**SUPPLIED DATA**.

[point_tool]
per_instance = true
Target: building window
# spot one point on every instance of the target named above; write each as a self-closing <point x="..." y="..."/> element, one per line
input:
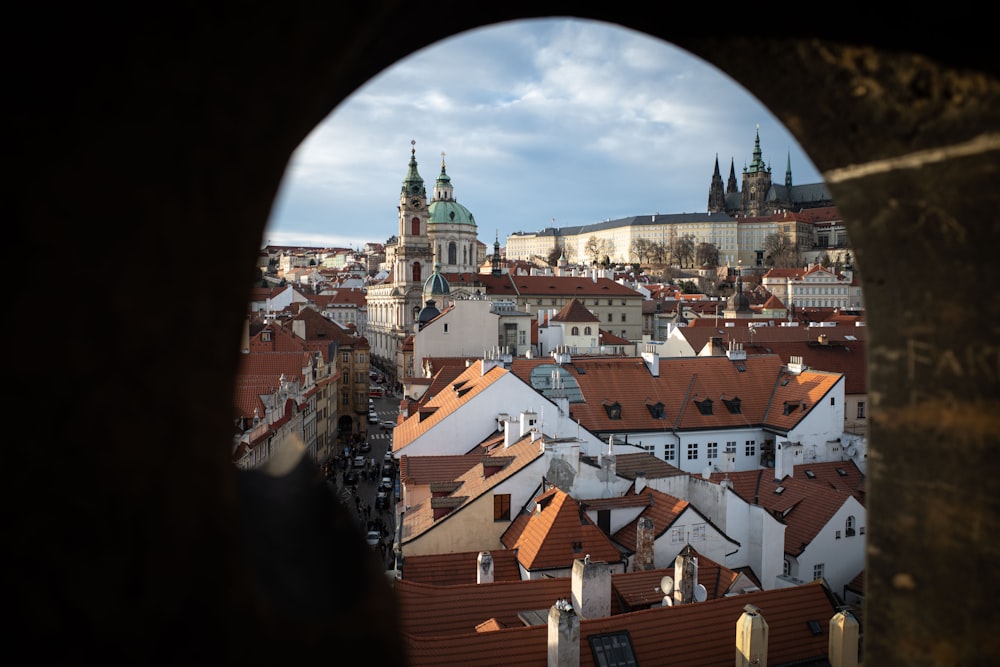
<point x="501" y="507"/>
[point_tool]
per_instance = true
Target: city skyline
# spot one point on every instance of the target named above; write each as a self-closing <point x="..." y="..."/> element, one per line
<point x="541" y="123"/>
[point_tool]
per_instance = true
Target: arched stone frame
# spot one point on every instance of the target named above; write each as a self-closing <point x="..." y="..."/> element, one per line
<point x="880" y="122"/>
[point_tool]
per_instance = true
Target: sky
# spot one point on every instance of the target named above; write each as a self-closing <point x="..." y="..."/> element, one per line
<point x="543" y="123"/>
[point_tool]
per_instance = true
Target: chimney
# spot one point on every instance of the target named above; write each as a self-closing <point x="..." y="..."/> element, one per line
<point x="751" y="638"/>
<point x="510" y="435"/>
<point x="640" y="481"/>
<point x="686" y="577"/>
<point x="645" y="541"/>
<point x="652" y="358"/>
<point x="785" y="458"/>
<point x="843" y="651"/>
<point x="484" y="575"/>
<point x="564" y="636"/>
<point x="795" y="365"/>
<point x="528" y="419"/>
<point x="591" y="588"/>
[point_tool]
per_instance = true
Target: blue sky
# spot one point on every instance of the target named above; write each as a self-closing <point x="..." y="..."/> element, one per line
<point x="552" y="122"/>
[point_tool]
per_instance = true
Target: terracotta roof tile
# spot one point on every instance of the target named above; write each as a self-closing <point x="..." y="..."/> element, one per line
<point x="557" y="532"/>
<point x="692" y="635"/>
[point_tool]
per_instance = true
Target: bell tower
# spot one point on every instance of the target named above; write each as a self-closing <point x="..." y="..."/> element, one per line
<point x="412" y="261"/>
<point x="756" y="182"/>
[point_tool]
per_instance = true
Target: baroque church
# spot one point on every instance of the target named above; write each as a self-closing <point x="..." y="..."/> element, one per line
<point x="435" y="236"/>
<point x="759" y="196"/>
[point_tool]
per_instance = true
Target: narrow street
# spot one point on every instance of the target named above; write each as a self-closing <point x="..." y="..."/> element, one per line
<point x="358" y="486"/>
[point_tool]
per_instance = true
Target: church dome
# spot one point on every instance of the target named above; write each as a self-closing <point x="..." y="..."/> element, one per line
<point x="443" y="208"/>
<point x="436" y="285"/>
<point x="449" y="212"/>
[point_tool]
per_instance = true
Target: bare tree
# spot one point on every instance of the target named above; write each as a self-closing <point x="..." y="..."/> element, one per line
<point x="553" y="257"/>
<point x="596" y="247"/>
<point x="641" y="249"/>
<point x="707" y="254"/>
<point x="682" y="250"/>
<point x="780" y="252"/>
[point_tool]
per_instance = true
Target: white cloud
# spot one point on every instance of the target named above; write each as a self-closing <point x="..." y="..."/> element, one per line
<point x="567" y="119"/>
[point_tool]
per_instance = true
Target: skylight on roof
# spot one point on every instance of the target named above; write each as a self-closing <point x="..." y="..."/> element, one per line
<point x="613" y="650"/>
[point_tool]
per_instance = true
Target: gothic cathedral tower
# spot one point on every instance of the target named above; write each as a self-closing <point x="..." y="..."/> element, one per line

**TASK BRIEF**. The records above should be reproduced exactly, with no pictures included.

**ANSWER SPACE**.
[point_tool]
per_instance = true
Target: building window
# spot one point on every instance of the target named above; write each as a self-closing <point x="..." y="..."/> element, one per line
input:
<point x="501" y="507"/>
[point_tool]
per_instance = true
Target: city skyline
# spot one point on every instance of the target named above; write each as a self-closing <point x="..." y="..."/> element, one per line
<point x="541" y="123"/>
[point_tool]
per_instance = true
Target: arched stone frame
# spot one point on every instance of the target named above; write each as a self-closing <point x="..." y="..."/> element, one per line
<point x="880" y="122"/>
[point_tool]
per_instance = true
Target: sky
# spot one point on every instance of the target named above; write each as a self-closing <point x="..." y="..."/> element, one per line
<point x="543" y="123"/>
[point_tool]
per_instance = true
Target: chimney
# spot one point on every instance of the target named above; write each as a self-closing <point x="..." y="..."/> element, one per line
<point x="751" y="638"/>
<point x="510" y="435"/>
<point x="640" y="481"/>
<point x="686" y="577"/>
<point x="645" y="541"/>
<point x="652" y="358"/>
<point x="785" y="458"/>
<point x="843" y="651"/>
<point x="484" y="575"/>
<point x="564" y="636"/>
<point x="795" y="365"/>
<point x="528" y="419"/>
<point x="591" y="588"/>
[point_tool]
per_instance = true
Target: blue sky
# spot one point on every instance of the target named above; write each as a self-closing <point x="..." y="..."/> element, one per line
<point x="552" y="122"/>
[point_tool]
per_instance = true
Target: terracotta roof tile
# spot one point on every instance of the target named above; write each as a self-closing <point x="..." y="..."/> element, one per line
<point x="557" y="532"/>
<point x="692" y="635"/>
[point_tool]
per_instance = true
Target: bell tower
# spot one point on every instance of the target named above; write each as a self-closing <point x="..." y="..."/> element, one per line
<point x="412" y="261"/>
<point x="756" y="182"/>
[point_tool]
per_instance = true
Target: baroque church
# spot one point on every instance of the target named above; write each as a self-closing <point x="..." y="..."/> element, one per line
<point x="435" y="236"/>
<point x="759" y="196"/>
[point_tool]
per_instance = true
Target: narrow street
# spot one point on every instance of the target named above; write each as a self-closing <point x="..." y="..."/> element, one per line
<point x="358" y="486"/>
[point_tool]
per_instance = true
Target: church dome
# spot one point on every instance of the target named above; write each as a self-closing <point x="..." y="..."/> element, one per line
<point x="443" y="208"/>
<point x="436" y="285"/>
<point x="449" y="212"/>
[point_tool]
per_instance = true
Target: bare tree
# spot one point on every instance of the target named above; write each as a self-closing <point x="..." y="..."/> element, one per line
<point x="553" y="257"/>
<point x="596" y="247"/>
<point x="641" y="249"/>
<point x="707" y="254"/>
<point x="682" y="250"/>
<point x="780" y="252"/>
[point_tool]
per_instance = true
Target: white cloud
# spot one point on every instance of the target named above; write each as a self-closing <point x="..." y="..."/> element, one per line
<point x="567" y="119"/>
[point_tool]
per_instance = true
Target: skylight on roof
# spot one point on every instance of the target named above; write each as a self-closing <point x="..." y="..."/> element, one per line
<point x="613" y="650"/>
[point_tool]
per_instance = true
Target: gothic cathedral tower
# spot one point on every instance of the target named above; write each as a self-closing <point x="..." y="..."/> element, one per line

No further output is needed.